**Brano scelto:**
--------------------

Negli ultimi mesi, il nostro sistema sanitario nazionale ha dovuto condurre una battaglia mai affrontata in precedenza. Migliaia di individui, infettati dal Virus SARS-CoV-2 (responsabile della pandemia da Covid-19), hanno richiesto l’accesso a rapide cure ospedaliere e a complessi trattamenti medici (spesso intensivistici). Di conseguenza, tutti gli operatori sanitari coinvolti (soprattutto di alcune regioni del nord Italia come Lombardia, Veneto ed Emilia-Romagna), lavorando in condizioni mai sperimentate in precedenza, hanno dovuto intraprendere celermente molte decisioni clinico-logistiche (come reperire rapidamente nuovi posti letto in terapia intensiva, approvvigionarsi di ventilatori per rianimazione e ottenere un esteso numero di dispositivi di protezione individuale) e attuare provvedimenti terapeutici affidandosi a poche linee guida e dati disponibili in letteratura. Inoltre, un gran numero di agenti terapeutici impegnati per combattere questa grave condizione è stato traslato, per la prima volta nella storia della medicina contemporanea, al letto del paziente direttamente dalla ricerca di base (senza aver completato tutte le fasi di sperimentazione clinica ed essere stati sottoposti a trial o studi clinici randomizzati). Inoltre, sono stati compiuti enormi sforzi gestionali finalizzati al contenimento della diffusione del virus e alla sensibilizzazione di interventi di sanità pubblica basati sull’isolamento dei casi e sulla tracciabilità dei contatti. A tutto questo si è aggiunto l’enorme lavoro di riduzione e controllo dello stress lavorativo di tutti gli operatori sanitari impegnati (spesso gravato da problematiche personali e familiari associate a questa infezione). Tutte queste strategie sono state, poi, prontamente adattate al mondo del trapianto renale (costituito da una estesa popolazione di pazienti fragile e fortemente esposti al rischio di infezione a causa della loro terapia immunosoppressiva). In questo periodo, poi, si è fatto esteso uso di nuovi strumenti informatici in grado di permettere l’interazione e l’aggiornamento del personale sanitario coinvolto nella cura di questi pazienti e, in molti casi, di facilitare la gestione clinica e terapeutica a distanza di molti soggetti.
Da questa esperienza è emerso chiaramente che l’utilizzo di tecnologie digitali che consentono il contatto remoto con il paziente e l’utilizzo di device in grado di monitorare in tempo reale il loro stato di salute rappresentano un potente, efficace e sostenibile supporto al personale medico/infermieristico e possono essere facilmente impegnate, anche in condizioni non emergenziali, nella gestione a distanza di pazienti fragili e anziani che quotidianamente affollano i nostri ospedali.
Pertanto, la telemedicina potrebbe entrare rapidamente nella pratica clinica quotidiana rappresentando un potente strumento diagnostico/terapeutico e un efficace sistema di interconnessione tra esperti impegnati nella gestione centrale e territoriale dei nostri pazienti (anche nefro-trapiantati).

--------------------

**Materiale di studio:**
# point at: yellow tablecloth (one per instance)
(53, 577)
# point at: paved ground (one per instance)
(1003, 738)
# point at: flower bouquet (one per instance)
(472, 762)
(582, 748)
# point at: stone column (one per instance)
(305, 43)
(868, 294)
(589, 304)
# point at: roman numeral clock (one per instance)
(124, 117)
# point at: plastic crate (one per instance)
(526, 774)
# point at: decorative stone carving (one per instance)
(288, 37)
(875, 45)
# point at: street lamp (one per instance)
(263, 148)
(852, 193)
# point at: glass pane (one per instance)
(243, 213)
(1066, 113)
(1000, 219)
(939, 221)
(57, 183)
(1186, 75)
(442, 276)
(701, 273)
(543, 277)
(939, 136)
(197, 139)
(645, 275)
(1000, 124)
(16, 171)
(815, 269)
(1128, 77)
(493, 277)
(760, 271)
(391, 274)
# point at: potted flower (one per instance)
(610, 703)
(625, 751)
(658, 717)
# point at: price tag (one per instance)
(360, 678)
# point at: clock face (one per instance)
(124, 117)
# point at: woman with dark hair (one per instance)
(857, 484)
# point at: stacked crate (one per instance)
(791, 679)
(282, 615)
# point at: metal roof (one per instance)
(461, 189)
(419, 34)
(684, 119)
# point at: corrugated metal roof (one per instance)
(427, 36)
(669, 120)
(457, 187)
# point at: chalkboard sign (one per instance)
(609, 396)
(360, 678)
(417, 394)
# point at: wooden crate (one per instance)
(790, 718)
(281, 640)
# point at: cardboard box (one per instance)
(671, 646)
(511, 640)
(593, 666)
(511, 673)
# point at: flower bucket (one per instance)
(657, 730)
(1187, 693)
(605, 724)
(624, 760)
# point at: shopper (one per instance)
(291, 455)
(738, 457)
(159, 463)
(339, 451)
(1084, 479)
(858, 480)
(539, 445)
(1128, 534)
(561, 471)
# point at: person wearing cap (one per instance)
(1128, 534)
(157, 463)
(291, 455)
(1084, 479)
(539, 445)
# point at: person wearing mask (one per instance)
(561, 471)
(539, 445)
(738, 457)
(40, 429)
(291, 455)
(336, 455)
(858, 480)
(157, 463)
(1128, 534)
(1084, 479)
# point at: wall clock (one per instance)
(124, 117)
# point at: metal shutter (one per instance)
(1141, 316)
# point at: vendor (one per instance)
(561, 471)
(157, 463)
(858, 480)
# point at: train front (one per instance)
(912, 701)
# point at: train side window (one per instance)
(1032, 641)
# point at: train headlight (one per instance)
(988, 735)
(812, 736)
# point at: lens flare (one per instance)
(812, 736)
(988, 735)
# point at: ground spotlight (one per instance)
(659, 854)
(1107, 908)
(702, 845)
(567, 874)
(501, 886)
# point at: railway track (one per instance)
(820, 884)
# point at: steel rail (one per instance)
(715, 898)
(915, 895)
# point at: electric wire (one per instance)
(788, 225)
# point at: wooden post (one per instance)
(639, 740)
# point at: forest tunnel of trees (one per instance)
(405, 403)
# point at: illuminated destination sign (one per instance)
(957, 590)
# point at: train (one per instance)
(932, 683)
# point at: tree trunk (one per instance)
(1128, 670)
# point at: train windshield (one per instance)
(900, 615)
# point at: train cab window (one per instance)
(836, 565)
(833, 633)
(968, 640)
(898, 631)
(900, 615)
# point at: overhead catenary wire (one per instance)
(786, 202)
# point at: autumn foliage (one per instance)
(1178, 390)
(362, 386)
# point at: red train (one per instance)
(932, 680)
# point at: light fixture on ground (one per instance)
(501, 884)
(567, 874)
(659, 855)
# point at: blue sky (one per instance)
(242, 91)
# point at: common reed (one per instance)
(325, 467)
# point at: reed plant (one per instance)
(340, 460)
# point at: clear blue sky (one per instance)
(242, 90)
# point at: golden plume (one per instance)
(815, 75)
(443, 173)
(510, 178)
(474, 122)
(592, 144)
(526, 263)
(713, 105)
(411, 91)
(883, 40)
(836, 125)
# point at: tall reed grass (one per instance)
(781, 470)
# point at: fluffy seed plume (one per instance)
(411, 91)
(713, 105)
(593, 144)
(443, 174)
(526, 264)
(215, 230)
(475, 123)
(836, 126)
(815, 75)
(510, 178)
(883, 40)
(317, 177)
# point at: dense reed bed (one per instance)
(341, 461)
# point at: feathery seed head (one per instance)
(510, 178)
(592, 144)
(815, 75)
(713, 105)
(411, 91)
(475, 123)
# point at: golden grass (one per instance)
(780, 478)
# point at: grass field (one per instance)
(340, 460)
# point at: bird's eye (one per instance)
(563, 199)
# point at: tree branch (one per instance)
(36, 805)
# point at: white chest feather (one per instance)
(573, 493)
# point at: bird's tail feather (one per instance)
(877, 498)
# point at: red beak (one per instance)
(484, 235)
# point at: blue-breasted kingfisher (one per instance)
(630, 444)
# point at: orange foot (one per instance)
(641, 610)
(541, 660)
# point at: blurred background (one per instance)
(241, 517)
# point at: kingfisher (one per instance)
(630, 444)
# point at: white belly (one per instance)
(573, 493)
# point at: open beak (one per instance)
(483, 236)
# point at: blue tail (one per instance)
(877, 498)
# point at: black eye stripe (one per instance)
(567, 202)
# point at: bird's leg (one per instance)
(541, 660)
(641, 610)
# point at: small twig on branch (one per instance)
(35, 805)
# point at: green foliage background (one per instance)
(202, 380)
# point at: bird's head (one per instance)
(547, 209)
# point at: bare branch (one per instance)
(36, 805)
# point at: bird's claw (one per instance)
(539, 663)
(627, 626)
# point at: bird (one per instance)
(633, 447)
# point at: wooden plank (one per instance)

--------------------

**Cosa fare:**
Riscrivi la parte del brano scelto che va da "Da questa esperienza" fino a "pazienti (anche nefro-trapiantati)." compreso, cambiando "telemedicina" con "medicina a distanza". I dati non servono per quanto chiesto qui.

**Spazio risposta:**
Da questa esperienza è emerso chiaramente che l’utilizzo di tecnologie digitali che consentono il contatto remoto con il paziente e l’utilizzo di device in grado di monitorare in tempo reale il loro stato di salute rappresentano un potente, efficace e sostenibile supporto al personale medico/infermieristico e possono essere facilmente impegnate, anche in condizioni non emergenziali, nella gestione a distanza di pazienti fragili e anziani che quotidianamente affollano i nostri ospedali.
Pertanto, la medicina a distanza potrebbe entrare rapidamente nella pratica clinica quotidiana rappresentando un potente strumento diagnostico/terapeutico e un efficace sistema di interconnessione tra esperti impegnati nella gestione centrale e territoriale dei nostri pazienti (anche nefro-trapiantati).